Exercise input
....

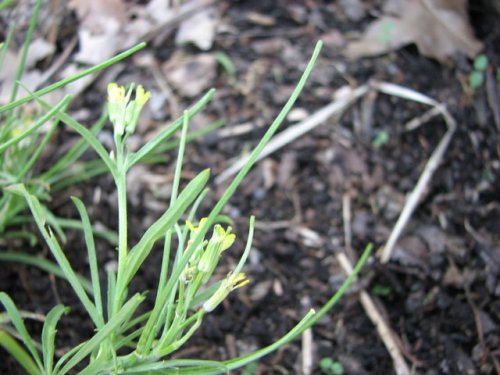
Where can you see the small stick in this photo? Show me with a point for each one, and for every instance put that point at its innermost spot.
(430, 167)
(294, 132)
(386, 334)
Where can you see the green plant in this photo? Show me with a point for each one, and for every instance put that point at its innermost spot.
(381, 138)
(476, 77)
(126, 339)
(331, 367)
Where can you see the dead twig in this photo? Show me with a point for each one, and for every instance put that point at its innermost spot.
(384, 331)
(294, 132)
(430, 167)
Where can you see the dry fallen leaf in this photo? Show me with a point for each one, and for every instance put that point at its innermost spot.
(439, 28)
(199, 29)
(192, 75)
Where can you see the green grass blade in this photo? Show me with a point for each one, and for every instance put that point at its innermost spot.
(134, 158)
(63, 103)
(43, 264)
(309, 319)
(17, 321)
(92, 255)
(173, 366)
(49, 335)
(86, 134)
(19, 354)
(103, 334)
(140, 251)
(24, 53)
(74, 153)
(73, 78)
(40, 219)
(101, 231)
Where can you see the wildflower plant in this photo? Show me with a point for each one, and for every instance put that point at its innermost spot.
(128, 339)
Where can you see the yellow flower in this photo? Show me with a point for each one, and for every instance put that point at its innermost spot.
(123, 112)
(230, 283)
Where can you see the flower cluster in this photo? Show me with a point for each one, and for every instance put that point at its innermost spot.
(123, 112)
(204, 260)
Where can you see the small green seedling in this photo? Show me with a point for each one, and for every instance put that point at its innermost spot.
(476, 77)
(381, 291)
(381, 139)
(331, 367)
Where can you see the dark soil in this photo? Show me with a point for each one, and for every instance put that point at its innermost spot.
(440, 293)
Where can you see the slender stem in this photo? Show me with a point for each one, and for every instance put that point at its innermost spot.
(121, 189)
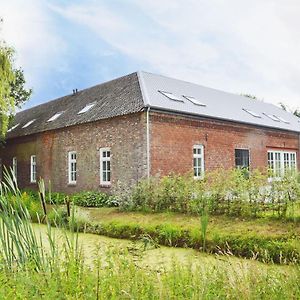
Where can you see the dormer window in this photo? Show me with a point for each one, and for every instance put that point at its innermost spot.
(252, 113)
(28, 123)
(86, 108)
(54, 117)
(282, 120)
(12, 128)
(272, 117)
(194, 100)
(171, 96)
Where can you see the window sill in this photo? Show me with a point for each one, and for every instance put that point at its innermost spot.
(105, 185)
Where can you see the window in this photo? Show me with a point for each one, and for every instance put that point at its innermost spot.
(86, 108)
(194, 101)
(72, 167)
(33, 169)
(28, 123)
(54, 117)
(252, 113)
(281, 162)
(272, 117)
(242, 158)
(105, 166)
(12, 128)
(198, 161)
(172, 96)
(282, 120)
(15, 167)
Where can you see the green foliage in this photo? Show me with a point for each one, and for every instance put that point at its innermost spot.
(85, 198)
(222, 192)
(7, 77)
(93, 199)
(17, 89)
(282, 250)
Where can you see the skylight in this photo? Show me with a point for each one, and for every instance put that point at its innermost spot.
(252, 113)
(54, 117)
(172, 96)
(194, 101)
(282, 120)
(28, 123)
(86, 108)
(272, 117)
(14, 127)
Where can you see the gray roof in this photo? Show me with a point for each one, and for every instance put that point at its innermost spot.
(114, 98)
(134, 92)
(219, 104)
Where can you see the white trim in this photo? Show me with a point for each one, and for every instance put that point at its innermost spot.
(33, 168)
(72, 167)
(108, 169)
(248, 149)
(201, 157)
(279, 163)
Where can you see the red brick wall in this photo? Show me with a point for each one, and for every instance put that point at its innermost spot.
(125, 136)
(173, 137)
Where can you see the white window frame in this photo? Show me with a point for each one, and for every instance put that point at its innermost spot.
(71, 171)
(15, 166)
(280, 169)
(33, 168)
(198, 156)
(105, 159)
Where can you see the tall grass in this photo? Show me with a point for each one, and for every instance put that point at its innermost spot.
(227, 192)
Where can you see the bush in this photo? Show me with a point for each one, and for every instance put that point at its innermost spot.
(93, 199)
(226, 192)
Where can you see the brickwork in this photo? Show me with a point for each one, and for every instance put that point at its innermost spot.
(173, 137)
(125, 136)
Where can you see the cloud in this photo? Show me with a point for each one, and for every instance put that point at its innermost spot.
(29, 28)
(232, 45)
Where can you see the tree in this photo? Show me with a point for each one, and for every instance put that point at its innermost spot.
(18, 91)
(7, 78)
(12, 87)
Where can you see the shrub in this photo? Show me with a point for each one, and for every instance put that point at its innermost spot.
(93, 199)
(229, 192)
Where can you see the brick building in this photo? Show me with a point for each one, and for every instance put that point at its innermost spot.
(142, 125)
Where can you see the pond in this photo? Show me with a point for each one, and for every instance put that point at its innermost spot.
(94, 246)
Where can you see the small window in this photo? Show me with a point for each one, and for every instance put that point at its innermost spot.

....

Task instructions
Once the pictures are removed, reproduce the remaining entries above exactly.

Final answer
Where can you see the small stick in this photo? Show me with a point for each one, and for every instance put that point at its innermost spot.
(430, 167)
(294, 132)
(386, 334)
Where can you see the green plant in this photo? Show me with a point for each one, and for every instance put that point at its innermost spot.
(381, 138)
(476, 77)
(126, 339)
(331, 367)
Where can you see the dead twig in this photo? Show me with a point for each one, and for every instance put that point at its innermost spot.
(384, 331)
(294, 132)
(430, 167)
Where can you see the dry fallen leaf in this photo? Show me with a point for each one, and for every instance put that point at its innermost spot.
(439, 28)
(199, 29)
(192, 75)
Where can you see the green grass blade in this photo? Show me with a point for each one, and for every instance put that point at its innermost spot.
(134, 158)
(63, 103)
(43, 264)
(309, 319)
(17, 321)
(92, 255)
(173, 366)
(49, 335)
(86, 134)
(19, 354)
(103, 334)
(140, 251)
(24, 53)
(74, 153)
(73, 78)
(40, 219)
(101, 231)
Where can you see the wildflower plant in this photo? Show me with a point for each one, and for every instance put that point at its innermost spot.
(128, 339)
Where can you see the yellow flower in this photo? Show me with a point for each one, and for every instance put that point at its innermost spot.
(123, 112)
(230, 283)
Where can you see the flower cluster in this photo? Show me with a point for each one, and for every instance put that point at its innermost spot.
(123, 112)
(204, 260)
Where can you see the small green seedling in this photo? Show me with a point for each one, and for every instance put that point at its innermost spot.
(476, 77)
(381, 291)
(381, 139)
(331, 367)
Where can you see the dark soil in this photo? Show me with a point for each one, and for every instance put that point at its innermost spot.
(440, 293)
Where can you see the slender stem in this photo? Show me with a point for each one, and for every instance put that point at its innermost spot.
(121, 189)
Where can you see the dormer window in this photo? Show me with a point for each one, and for every instance put that point at its innermost spot.
(252, 113)
(28, 123)
(86, 108)
(54, 117)
(282, 120)
(12, 128)
(272, 117)
(194, 100)
(171, 96)
Where can you see the window sill in this photo? Show me with a point for each one, and for every instance put that point at its innermost spot.
(105, 185)
Where can you see the window in this photo? Show me with a point for each one, and for every instance put that point at its innermost spot.
(86, 108)
(194, 101)
(72, 167)
(33, 169)
(28, 123)
(54, 117)
(252, 113)
(281, 162)
(272, 117)
(242, 158)
(105, 166)
(12, 128)
(198, 161)
(172, 96)
(282, 120)
(15, 167)
Where can you see the green foliage in this photo? Show me with a point for each one, and for every instance put that point at its innermost spot.
(85, 198)
(222, 192)
(7, 77)
(93, 199)
(17, 89)
(282, 250)
Where can you see the skylight in this photo? Show me with a point for each one, and for every instance put that point at its innermost spot.
(252, 113)
(54, 117)
(172, 96)
(194, 101)
(282, 120)
(28, 123)
(86, 108)
(272, 117)
(14, 127)
Where can you see the gray roof in this photo? Show me with a point for each one, and for every instance put that point at its innermost spot.
(114, 98)
(134, 92)
(219, 104)
Where can you see the white trim in this photo? Show me with a point for each one, and for every instance put that point at its innermost spot.
(33, 168)
(72, 167)
(108, 169)
(248, 149)
(201, 157)
(279, 163)
Where can you see the red brick wall in this photo? Show me with a point for each one, and for every instance put that point at its innermost spot.
(125, 136)
(173, 137)
Where can you see the white window frame in this photo? Show me with a point for each one, and for every instance put that point at its innermost spot.
(71, 171)
(15, 166)
(280, 169)
(33, 168)
(198, 156)
(105, 159)
Where can you see the tall grass in this photo? Show me with a point for each one, and for every instance put that point at its innermost spot.
(227, 192)
Where can you see the bush in this photo? Show me with a point for each one, and for every instance put that point at its innermost spot.
(93, 199)
(226, 192)
Where can you see the brickwork in this photo? Show me with a point for each one, and for every instance put that point at its innermost spot.
(173, 137)
(125, 136)
Where can you see the cloud in this photo? Show me with a point for each one, and for every instance put that point at its innermost spot.
(29, 28)
(232, 45)
Where can you see the tree in this photo? Show me with a point for each one, and for every instance put that point at its innermost spot.
(18, 91)
(7, 78)
(12, 87)
Where can you see the shrub in this photo? Show me with a point for each one, and for every instance put that point at its innermost spot.
(93, 199)
(229, 192)
Where can you see the brick building in this photo? Show me with a point for each one, and for every instance put that point at its innermost spot.
(142, 125)
Where can you see the pond in this photo? Show me with a point for each one, and for every instance put that point at its innermost spot.
(94, 246)
Where can you see the small window in this photo? Show me with a point for each one, and for every instance put that point at its innermost spot.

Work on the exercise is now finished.